Task goal: Through the line that contains "broccoli piece with a bounding box?", return the data below exactly, starting at its first line; leave the rest out.

========

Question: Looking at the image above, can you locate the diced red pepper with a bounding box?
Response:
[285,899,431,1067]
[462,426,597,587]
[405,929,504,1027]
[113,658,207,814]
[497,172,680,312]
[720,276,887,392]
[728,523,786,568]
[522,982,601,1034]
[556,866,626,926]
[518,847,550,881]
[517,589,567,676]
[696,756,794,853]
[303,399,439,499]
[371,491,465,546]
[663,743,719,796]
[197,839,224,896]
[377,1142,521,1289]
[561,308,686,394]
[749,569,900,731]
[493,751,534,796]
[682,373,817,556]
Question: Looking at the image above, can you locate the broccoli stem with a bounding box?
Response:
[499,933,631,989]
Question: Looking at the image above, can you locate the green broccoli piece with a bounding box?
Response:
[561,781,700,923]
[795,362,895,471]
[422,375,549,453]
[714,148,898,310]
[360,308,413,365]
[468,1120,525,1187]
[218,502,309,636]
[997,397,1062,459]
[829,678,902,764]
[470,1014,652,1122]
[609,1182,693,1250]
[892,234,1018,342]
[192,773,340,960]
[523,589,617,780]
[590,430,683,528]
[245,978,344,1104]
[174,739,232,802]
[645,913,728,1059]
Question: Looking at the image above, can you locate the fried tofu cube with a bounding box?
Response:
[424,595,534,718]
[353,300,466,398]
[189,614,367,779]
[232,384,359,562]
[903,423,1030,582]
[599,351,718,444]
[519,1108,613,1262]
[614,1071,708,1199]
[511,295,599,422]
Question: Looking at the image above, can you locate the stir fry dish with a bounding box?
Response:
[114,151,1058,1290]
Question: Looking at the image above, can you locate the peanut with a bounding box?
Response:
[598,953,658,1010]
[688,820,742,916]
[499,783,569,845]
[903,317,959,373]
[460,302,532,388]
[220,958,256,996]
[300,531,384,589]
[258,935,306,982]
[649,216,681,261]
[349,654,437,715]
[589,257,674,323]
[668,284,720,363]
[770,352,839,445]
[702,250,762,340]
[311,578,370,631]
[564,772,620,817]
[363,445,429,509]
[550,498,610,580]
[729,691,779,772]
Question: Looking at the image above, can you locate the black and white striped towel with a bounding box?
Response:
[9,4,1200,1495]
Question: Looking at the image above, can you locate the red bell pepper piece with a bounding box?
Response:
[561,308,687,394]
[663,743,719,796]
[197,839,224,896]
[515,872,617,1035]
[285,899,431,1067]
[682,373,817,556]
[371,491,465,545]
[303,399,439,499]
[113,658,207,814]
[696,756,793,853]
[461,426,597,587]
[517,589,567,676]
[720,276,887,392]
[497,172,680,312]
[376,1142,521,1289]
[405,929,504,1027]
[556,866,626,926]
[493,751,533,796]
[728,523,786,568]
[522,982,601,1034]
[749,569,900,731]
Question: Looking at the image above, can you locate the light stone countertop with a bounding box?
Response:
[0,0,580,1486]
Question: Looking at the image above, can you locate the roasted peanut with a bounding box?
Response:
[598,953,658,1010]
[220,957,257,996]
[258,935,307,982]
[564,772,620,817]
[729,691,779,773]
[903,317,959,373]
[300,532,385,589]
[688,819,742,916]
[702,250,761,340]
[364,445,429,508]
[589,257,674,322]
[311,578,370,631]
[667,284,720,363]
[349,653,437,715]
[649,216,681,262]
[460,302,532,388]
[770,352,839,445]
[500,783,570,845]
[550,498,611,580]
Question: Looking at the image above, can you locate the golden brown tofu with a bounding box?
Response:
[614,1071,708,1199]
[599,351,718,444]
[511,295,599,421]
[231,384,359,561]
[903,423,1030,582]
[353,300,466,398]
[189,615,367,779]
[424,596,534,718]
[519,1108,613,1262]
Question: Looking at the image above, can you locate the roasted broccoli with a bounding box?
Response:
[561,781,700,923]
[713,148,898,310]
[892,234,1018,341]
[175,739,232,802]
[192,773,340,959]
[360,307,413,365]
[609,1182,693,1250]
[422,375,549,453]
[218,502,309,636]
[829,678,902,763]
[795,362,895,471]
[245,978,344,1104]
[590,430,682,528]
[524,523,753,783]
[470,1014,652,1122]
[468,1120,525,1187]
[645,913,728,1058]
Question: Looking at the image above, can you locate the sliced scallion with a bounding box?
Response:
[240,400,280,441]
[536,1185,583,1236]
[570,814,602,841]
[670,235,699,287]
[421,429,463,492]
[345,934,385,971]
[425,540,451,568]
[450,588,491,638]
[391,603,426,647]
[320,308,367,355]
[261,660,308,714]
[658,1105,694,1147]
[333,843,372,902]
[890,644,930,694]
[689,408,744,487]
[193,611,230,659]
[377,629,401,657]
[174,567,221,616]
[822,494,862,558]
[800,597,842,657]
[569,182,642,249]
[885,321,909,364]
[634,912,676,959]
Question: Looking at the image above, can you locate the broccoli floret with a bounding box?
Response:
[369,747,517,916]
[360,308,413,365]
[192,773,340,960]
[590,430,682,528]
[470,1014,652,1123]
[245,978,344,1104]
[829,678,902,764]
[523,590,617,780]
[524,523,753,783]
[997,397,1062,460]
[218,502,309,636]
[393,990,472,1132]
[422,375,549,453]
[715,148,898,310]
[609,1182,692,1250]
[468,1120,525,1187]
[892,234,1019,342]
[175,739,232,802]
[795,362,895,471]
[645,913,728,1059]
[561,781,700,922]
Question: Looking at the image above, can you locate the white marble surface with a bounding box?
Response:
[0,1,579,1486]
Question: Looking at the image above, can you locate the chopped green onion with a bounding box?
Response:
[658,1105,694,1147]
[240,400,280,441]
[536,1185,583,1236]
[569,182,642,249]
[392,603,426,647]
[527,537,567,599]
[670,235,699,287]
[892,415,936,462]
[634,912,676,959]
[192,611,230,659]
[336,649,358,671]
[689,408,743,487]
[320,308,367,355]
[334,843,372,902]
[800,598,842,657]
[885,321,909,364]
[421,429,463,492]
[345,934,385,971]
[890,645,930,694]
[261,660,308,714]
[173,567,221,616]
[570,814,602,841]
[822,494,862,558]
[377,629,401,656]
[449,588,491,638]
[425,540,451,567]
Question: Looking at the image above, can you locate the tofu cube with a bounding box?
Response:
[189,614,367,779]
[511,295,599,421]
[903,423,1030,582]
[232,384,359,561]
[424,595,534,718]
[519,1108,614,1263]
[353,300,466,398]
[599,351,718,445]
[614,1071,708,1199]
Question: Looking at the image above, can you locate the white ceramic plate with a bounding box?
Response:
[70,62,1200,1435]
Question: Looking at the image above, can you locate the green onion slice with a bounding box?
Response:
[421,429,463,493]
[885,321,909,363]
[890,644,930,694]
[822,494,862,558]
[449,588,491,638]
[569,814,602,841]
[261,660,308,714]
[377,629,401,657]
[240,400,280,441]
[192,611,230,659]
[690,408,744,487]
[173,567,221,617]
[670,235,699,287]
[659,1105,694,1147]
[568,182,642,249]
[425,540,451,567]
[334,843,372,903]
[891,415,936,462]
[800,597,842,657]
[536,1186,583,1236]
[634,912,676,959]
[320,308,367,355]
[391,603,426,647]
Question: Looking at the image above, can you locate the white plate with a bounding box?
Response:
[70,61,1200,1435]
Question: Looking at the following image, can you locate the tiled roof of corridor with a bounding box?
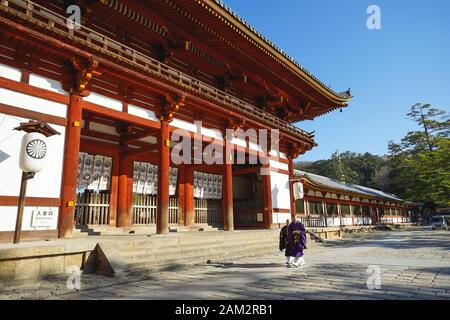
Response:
[294,170,405,202]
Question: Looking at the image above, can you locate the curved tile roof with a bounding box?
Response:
[294,169,404,202]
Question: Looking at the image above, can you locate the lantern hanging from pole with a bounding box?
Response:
[15,120,60,172]
[293,181,304,200]
[19,132,48,172]
[12,120,60,244]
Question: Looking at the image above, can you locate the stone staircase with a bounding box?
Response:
[95,230,315,276]
[75,224,220,237]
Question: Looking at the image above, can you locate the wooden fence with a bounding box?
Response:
[132,194,179,225]
[75,190,110,225]
[194,198,223,225]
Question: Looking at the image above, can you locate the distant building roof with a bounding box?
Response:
[294,170,405,203]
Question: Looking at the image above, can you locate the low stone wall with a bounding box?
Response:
[307,227,342,240]
[0,242,97,281]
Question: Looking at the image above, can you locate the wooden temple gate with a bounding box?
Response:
[0,0,356,241]
[232,171,265,227]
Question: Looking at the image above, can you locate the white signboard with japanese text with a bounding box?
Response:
[29,207,57,228]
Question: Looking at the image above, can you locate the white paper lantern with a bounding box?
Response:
[19,132,48,172]
[293,182,304,200]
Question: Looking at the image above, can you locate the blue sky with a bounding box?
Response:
[221,0,450,161]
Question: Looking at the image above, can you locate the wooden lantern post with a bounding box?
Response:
[13,120,60,244]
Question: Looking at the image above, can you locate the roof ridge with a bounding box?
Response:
[294,170,403,201]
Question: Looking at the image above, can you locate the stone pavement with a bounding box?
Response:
[1,226,450,300]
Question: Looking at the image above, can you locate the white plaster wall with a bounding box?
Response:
[0,113,65,198]
[270,171,291,210]
[84,92,122,111]
[0,63,21,82]
[89,122,119,136]
[201,126,223,140]
[138,136,157,144]
[272,212,291,224]
[29,74,67,95]
[0,112,64,231]
[171,118,197,132]
[269,159,289,171]
[0,88,67,117]
[0,206,59,231]
[128,104,158,121]
[270,149,288,159]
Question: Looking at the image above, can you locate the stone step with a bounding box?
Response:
[94,230,314,276]
[104,238,272,251]
[126,243,279,271]
[111,237,278,253]
[76,226,123,236]
[119,238,286,262]
[116,233,282,252]
[71,228,89,238]
[76,224,223,236]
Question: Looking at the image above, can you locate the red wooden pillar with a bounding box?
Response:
[262,165,273,229]
[117,155,133,227]
[184,165,195,226]
[288,157,296,221]
[223,163,234,231]
[177,165,185,226]
[108,152,119,227]
[157,120,170,234]
[58,94,83,238]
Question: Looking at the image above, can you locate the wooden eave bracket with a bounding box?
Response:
[69,56,102,96]
[156,93,186,122]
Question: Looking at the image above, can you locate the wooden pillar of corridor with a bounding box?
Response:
[184,165,195,226]
[262,164,273,228]
[157,120,170,234]
[222,130,236,231]
[116,154,133,228]
[223,161,234,231]
[116,98,134,228]
[58,94,83,238]
[155,94,184,234]
[59,58,100,238]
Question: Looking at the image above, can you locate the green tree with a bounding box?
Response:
[298,151,384,187]
[387,103,450,206]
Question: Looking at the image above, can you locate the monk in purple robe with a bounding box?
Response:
[287,216,307,267]
[279,219,291,264]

========

Finished exercise:
Question: Looking at the image above, can you locate the diced red pepper with a bounding box?
Response:
[285,899,431,1067]
[462,426,597,587]
[405,929,504,1027]
[113,658,207,814]
[497,172,680,312]
[720,276,887,392]
[728,523,786,568]
[522,982,601,1034]
[556,866,626,926]
[518,847,550,881]
[517,589,567,676]
[696,756,794,853]
[303,399,439,499]
[371,491,465,546]
[663,743,719,796]
[197,839,224,896]
[377,1142,521,1289]
[561,308,686,394]
[749,569,900,731]
[493,751,534,796]
[682,373,817,556]
Question: Looking at the image above, can you locate the broccoli stem with a bounding box?
Response:
[499,933,631,989]
Question: Looking at the image above, can you locate the green broccoli piece with a bounding box?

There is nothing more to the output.